■ THE TASK:
In the DeSoto Bluff passage, swap "fence" for "gate" and write out the section from "There was no" to "Commission and others.".

**** PAGE EXTRACT

There was no easy way to get to DeSoto Bluff in Arkadelphia the first time I took Paul Austin to the bluff, which was walking distance from the house in which I was raised.

We parked along U.S. Highway 67, risked tearing our pants as we crossed a fence and then walked through woods filled with ticks and chiggers in order to take in the beautiful view of the Ouachita River.

It’s an easy walk now, thanks in part to grants from the Arkansas Humanities Council (which Paul heads), the Arkansas Game and Fish Commission and others.

There’s a paved parking lot and a paved trail to the top.

Most historians, by the way, will tell you that Hernando DeSoto never came near this spot.

Back in 2013, then-Arkadelphia city manager Jimmy Bolt told Wayne Bryan of the Arkansas Democrat-Gazette: “It has been a story that has been told around here for a long time. So the name stuck, and I won’t be the one who says it’s impossible.”

We do know that the expedition of George Hunter and William Dunbar made its way by here in 1804 as the explorers headed up the Ouachita River. When Trey Berry (now the president of Southern Arkansas University at Magnolia) lived in his hometown of Arkadelphia and worked as a history professor at Ouachita Baptist University, he became the expert on the Hunter-Dunbar expedition.

********
**** ITEMS

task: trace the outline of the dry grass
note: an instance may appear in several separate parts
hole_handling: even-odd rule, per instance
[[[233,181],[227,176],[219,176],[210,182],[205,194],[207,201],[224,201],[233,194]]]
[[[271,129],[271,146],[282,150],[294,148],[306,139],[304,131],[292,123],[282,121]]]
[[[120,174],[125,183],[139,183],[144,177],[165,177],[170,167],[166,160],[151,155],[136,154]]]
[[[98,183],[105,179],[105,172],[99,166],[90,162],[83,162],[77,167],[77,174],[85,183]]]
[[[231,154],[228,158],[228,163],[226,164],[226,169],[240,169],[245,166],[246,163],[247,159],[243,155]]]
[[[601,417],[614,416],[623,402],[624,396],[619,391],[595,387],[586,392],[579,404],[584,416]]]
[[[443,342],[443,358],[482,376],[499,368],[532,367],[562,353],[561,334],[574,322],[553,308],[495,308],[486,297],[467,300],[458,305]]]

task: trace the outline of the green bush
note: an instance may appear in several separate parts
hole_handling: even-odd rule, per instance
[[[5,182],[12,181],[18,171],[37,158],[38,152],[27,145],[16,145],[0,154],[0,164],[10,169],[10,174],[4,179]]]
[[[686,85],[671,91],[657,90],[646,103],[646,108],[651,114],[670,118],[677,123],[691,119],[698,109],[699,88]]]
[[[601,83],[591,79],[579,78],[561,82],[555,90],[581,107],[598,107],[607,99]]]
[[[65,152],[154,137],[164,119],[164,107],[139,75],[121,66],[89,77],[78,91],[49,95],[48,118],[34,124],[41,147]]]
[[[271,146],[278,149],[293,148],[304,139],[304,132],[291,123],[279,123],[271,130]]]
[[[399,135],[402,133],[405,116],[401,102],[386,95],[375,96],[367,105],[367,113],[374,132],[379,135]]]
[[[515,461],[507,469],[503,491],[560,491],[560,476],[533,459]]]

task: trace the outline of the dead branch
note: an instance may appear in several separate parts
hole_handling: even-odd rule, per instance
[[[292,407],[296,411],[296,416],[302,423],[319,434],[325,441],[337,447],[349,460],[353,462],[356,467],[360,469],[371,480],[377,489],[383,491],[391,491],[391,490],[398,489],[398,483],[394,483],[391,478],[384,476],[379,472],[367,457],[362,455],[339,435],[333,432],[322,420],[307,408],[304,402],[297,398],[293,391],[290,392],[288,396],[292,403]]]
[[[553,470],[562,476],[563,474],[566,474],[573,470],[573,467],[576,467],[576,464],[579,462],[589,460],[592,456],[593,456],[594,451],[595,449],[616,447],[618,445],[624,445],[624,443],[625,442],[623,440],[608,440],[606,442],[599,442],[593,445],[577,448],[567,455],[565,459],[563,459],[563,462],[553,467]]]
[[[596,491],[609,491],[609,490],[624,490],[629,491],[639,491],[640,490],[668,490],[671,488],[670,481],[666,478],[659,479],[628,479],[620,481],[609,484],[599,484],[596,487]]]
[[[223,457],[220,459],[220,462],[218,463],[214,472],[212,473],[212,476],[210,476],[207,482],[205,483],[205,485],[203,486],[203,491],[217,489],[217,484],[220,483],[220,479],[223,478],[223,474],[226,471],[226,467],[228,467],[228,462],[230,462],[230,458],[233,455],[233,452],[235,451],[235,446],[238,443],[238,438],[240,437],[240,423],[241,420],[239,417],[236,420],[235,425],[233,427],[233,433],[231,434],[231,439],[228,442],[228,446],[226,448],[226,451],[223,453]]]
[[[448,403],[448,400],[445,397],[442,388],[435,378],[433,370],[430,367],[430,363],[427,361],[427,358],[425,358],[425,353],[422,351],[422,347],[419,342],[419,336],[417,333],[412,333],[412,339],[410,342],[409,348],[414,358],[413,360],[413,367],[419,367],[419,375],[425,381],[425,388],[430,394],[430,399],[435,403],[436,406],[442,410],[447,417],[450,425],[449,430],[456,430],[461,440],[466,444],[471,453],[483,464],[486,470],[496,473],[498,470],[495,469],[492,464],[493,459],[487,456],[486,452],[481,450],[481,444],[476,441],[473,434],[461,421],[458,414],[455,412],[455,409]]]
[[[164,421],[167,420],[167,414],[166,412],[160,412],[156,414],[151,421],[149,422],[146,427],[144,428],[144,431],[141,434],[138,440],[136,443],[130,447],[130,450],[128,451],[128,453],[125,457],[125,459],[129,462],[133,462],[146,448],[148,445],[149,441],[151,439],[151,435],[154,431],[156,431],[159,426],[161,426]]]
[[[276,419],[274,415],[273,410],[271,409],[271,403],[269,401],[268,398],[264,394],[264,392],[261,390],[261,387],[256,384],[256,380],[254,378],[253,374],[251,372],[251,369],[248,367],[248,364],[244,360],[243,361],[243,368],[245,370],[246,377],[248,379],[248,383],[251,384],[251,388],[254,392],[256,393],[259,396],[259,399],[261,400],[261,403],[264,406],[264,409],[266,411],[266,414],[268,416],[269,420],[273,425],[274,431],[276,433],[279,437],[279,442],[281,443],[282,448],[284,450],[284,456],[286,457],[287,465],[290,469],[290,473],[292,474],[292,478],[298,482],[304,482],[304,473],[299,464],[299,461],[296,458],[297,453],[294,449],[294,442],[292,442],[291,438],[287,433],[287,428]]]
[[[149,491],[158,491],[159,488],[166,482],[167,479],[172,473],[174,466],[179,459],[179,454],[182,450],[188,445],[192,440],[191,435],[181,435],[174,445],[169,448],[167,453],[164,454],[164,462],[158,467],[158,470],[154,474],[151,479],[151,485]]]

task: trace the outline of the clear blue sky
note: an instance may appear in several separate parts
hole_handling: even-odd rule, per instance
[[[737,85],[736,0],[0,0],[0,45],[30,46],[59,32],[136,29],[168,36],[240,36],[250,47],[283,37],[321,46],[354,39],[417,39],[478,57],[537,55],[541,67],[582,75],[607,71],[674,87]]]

********

■ FINISHED EXERCISE:
There was no easy way to get to DeSoto Bluff in Arkadelphia the first time I took Paul Austin to the bluff, which was walking distance from the house in which I was raised.

We parked along U.S. Highway 67, risked tearing our pants as we crossed a gate and then walked through woods filled with ticks and chiggers in order to take in the beautiful view of the Ouachita River.

It’s an easy walk now, thanks in part to grants from the Arkansas Humanities Council (which Paul heads), the Arkansas Game and Fish Commission and others.